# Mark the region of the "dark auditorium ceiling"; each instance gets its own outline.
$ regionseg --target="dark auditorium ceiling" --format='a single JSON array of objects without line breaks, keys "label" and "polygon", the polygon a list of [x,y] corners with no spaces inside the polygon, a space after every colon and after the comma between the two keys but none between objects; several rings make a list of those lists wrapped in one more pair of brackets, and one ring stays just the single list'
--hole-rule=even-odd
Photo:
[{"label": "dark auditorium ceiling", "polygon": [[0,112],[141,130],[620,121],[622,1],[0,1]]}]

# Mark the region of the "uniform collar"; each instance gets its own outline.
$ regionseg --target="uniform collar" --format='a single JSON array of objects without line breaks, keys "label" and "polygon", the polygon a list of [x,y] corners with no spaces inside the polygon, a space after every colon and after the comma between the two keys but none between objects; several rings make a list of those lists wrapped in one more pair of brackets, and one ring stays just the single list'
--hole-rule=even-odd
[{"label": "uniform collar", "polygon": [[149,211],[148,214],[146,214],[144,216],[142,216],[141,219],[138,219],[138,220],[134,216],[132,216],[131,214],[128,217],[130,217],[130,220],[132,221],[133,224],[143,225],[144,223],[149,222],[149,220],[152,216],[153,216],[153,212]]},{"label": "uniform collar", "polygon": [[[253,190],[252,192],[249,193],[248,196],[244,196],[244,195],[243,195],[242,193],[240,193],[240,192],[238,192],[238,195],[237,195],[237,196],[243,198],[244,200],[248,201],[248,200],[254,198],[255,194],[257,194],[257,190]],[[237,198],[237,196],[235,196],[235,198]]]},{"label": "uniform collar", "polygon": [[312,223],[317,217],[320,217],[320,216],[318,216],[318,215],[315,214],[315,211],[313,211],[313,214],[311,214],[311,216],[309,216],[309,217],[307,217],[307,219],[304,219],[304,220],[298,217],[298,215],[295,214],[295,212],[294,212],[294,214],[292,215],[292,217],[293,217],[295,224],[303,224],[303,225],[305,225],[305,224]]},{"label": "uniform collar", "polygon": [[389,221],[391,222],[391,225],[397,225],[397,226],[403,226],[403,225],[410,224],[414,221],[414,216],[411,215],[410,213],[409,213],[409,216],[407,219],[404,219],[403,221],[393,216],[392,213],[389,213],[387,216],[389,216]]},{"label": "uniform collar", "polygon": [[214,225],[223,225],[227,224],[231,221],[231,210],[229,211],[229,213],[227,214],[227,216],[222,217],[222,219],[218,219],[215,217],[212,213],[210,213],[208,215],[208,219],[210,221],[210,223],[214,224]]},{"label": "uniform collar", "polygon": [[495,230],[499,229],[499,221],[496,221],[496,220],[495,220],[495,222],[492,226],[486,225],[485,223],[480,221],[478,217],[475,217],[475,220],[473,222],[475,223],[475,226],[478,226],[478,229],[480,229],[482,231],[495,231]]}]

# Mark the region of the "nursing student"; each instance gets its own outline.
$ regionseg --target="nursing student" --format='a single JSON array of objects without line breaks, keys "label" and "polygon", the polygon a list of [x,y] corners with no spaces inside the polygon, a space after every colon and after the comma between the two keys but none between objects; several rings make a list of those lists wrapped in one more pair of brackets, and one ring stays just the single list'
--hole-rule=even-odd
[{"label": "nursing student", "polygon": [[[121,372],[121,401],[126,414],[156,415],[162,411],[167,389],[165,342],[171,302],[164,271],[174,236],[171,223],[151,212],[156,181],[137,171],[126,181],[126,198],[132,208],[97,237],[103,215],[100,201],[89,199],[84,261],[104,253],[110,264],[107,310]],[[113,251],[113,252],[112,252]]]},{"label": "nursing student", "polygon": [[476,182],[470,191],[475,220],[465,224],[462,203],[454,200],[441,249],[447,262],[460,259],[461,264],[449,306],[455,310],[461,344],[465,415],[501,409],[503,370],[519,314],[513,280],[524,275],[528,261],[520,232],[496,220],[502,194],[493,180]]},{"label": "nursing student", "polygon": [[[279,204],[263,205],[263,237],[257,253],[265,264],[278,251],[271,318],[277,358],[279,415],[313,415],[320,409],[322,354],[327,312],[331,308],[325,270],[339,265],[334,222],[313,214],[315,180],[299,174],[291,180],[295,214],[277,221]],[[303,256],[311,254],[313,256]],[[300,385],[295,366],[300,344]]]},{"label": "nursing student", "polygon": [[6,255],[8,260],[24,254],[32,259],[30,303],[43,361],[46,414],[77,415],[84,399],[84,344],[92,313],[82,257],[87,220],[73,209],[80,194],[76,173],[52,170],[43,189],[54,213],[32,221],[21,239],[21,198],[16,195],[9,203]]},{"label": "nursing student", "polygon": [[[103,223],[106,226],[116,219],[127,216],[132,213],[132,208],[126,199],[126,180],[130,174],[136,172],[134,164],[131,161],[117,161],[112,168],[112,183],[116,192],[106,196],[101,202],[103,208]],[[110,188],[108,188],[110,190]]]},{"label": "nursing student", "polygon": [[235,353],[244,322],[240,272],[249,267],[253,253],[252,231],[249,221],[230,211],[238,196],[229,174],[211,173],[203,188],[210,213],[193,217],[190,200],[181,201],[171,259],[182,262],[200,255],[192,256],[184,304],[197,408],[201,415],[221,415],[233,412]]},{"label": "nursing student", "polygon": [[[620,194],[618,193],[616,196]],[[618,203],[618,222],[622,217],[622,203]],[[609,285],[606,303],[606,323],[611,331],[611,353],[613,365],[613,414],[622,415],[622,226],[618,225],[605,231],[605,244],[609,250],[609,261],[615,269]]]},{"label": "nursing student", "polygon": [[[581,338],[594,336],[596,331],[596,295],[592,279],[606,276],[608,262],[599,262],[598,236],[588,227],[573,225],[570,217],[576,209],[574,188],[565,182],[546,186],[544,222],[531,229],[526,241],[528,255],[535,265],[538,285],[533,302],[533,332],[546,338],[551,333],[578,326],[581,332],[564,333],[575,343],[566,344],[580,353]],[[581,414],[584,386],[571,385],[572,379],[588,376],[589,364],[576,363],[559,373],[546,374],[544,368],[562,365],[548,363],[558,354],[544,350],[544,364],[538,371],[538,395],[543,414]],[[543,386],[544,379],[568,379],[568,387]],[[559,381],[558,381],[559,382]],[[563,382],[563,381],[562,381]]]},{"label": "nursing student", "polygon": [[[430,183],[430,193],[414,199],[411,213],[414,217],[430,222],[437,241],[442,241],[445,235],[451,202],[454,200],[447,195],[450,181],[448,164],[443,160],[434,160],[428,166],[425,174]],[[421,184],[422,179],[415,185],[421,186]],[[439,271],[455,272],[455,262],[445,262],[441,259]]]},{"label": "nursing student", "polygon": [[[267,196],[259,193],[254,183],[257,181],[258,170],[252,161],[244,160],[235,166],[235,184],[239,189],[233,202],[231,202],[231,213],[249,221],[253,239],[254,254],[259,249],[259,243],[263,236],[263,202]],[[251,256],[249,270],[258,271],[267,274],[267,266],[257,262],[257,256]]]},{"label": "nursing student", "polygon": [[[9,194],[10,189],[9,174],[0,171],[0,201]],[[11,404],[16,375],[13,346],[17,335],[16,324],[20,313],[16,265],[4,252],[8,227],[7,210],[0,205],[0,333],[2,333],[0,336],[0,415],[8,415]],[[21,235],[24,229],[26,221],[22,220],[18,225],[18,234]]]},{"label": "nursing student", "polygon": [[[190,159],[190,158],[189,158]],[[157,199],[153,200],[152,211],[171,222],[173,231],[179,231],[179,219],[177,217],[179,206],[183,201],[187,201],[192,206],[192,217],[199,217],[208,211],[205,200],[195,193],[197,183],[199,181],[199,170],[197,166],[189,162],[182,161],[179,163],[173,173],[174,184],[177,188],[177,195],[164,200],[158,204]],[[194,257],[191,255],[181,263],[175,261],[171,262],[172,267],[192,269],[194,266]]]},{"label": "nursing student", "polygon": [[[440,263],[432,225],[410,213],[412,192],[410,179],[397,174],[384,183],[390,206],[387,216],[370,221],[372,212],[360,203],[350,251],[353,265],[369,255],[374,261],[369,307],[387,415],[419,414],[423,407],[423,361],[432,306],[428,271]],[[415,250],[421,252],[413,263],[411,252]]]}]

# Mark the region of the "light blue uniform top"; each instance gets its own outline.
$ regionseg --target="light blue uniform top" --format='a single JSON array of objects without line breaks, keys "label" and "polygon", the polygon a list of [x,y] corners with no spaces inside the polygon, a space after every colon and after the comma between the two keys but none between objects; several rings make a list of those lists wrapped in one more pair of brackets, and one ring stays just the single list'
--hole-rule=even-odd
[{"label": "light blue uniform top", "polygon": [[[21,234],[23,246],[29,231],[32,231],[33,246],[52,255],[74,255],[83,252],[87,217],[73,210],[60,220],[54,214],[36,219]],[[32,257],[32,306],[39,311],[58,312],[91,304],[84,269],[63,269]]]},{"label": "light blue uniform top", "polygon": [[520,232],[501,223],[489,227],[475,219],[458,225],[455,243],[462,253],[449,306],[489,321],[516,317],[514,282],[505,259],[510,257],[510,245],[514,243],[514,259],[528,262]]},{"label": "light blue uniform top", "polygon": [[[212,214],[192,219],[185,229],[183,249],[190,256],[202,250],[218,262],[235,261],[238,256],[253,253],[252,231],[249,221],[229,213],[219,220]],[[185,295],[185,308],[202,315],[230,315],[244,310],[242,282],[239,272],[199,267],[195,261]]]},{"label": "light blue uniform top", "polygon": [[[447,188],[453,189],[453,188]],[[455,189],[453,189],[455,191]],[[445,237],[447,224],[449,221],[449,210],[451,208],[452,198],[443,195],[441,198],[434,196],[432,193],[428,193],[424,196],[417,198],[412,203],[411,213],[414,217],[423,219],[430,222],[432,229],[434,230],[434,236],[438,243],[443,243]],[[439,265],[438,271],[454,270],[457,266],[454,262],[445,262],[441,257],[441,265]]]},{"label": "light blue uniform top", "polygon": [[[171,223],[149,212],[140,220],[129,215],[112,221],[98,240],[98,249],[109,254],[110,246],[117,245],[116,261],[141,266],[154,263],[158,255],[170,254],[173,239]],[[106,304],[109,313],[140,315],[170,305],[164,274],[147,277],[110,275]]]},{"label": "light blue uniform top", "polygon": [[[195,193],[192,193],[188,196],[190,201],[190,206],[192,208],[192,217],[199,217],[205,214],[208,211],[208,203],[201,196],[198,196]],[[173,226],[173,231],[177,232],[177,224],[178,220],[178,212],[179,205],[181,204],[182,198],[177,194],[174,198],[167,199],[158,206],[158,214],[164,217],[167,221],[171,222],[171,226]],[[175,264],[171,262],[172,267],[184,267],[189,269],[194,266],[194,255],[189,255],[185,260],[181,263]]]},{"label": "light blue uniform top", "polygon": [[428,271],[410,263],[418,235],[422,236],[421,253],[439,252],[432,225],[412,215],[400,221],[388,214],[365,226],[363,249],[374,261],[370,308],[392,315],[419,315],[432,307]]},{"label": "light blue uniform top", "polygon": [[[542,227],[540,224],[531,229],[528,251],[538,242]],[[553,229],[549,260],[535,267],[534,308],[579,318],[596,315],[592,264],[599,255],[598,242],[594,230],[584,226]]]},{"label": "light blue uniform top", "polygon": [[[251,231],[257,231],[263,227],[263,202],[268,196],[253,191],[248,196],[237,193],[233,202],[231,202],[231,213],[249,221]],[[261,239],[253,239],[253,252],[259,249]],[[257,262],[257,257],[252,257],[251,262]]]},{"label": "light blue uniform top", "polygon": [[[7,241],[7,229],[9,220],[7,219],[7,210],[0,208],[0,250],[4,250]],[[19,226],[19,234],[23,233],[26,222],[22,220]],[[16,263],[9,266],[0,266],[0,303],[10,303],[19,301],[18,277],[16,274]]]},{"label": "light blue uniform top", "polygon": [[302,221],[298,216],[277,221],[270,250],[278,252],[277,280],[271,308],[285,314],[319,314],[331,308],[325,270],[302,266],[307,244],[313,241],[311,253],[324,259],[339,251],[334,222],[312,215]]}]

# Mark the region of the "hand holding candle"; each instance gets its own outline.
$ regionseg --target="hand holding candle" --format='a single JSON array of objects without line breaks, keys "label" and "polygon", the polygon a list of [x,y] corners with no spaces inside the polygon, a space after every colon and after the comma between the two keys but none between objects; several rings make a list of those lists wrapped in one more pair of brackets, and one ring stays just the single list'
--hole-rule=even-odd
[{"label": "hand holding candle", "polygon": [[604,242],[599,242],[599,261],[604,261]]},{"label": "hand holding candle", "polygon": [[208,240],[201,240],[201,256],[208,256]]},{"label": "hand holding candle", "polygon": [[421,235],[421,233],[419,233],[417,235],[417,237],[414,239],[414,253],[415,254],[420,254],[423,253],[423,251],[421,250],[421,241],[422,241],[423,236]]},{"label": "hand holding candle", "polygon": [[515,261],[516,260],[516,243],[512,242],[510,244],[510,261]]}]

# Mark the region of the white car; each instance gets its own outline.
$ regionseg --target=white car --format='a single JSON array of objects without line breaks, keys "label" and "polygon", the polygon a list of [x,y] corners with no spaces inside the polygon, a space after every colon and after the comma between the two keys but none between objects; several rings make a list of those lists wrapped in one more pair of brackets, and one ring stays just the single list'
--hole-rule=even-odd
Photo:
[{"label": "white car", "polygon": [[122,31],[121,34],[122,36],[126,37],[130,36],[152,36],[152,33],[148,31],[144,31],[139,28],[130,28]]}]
◆ ◆ ◆ ◆ ◆ ◆ ◆
• _The problem_:
Reproduce the lines verbatim, starting at the line that contains "# Mark the region of the white" and ending at the last of the lines.

• _Task answer_:
# Mark the region of the white car; each instance gets its own outline.
$ regionseg --target=white car --format='a single JSON array of objects without line breaks, keys "label" and "polygon", the polygon a list of [x,y] corners with no spaces inside the polygon, a space after every colon and after the comma between the two keys but none between objects; several rings make a list of those lists wrapped in one more pair of brackets, and one ring stays just the single list'
--hole-rule=even-odd
Photo:
[{"label": "white car", "polygon": [[122,31],[121,34],[122,36],[126,37],[130,36],[152,36],[152,33],[148,31],[144,31],[139,28],[130,28]]}]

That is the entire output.